● **What is being asked**:
Could you lay out as a numbered list the lines starting with the one that contains "Assuming the sparse" and going on through the one that contains "Assuming the rainbow", leaving out any blank lines?

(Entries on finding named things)
···
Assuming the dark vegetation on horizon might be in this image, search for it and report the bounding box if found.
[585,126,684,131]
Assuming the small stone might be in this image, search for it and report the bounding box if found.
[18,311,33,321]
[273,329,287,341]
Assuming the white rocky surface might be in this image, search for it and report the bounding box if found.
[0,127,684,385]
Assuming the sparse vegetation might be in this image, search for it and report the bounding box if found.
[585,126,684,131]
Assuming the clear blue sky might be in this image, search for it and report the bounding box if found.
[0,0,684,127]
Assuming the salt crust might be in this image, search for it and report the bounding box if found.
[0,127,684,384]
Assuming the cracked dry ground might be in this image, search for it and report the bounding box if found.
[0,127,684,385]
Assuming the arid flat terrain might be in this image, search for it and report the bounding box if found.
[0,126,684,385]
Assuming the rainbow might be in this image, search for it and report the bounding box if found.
···
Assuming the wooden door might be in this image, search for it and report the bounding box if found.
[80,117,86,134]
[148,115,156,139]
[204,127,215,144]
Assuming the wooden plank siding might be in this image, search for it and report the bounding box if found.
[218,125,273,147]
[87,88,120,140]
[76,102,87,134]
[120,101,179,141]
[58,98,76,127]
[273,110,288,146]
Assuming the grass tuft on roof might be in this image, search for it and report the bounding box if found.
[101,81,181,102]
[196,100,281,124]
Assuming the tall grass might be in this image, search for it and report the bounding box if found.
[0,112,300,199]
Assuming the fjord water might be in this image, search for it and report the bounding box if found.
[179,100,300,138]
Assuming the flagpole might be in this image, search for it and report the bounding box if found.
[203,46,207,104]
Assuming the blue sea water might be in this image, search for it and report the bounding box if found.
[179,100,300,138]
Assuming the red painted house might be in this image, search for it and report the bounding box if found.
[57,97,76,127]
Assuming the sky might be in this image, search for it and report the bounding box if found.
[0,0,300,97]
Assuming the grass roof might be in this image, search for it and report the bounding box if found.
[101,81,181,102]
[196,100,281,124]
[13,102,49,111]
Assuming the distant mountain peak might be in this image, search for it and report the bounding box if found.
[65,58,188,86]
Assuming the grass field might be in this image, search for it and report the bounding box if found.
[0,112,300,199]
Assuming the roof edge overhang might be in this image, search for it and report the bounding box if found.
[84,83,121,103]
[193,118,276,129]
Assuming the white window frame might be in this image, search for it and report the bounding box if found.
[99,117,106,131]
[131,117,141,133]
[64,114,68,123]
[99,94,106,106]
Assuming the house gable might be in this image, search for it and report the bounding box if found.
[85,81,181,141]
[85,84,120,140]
···
● **The answer**:
1. Assuming the sparse vegetation might be in this image, search for it and report the bounding box if found.
2. [585,126,684,131]
3. Assuming the clear blue sky might be in this image, search for it and report the bounding box if found.
4. [0,0,684,127]
5. Assuming the salt crust might be in this image, search for it and report the bounding box if found.
6. [0,127,684,384]
7. Assuming the cracked dry ground might be in this image, search for it and report the bounding box if found.
8. [0,127,684,385]
9. Assuming the arid flat terrain might be in this image, search for it and report the bounding box if found.
10. [0,126,684,385]
11. Assuming the rainbow might be in this image, search for it and report the bounding box if found.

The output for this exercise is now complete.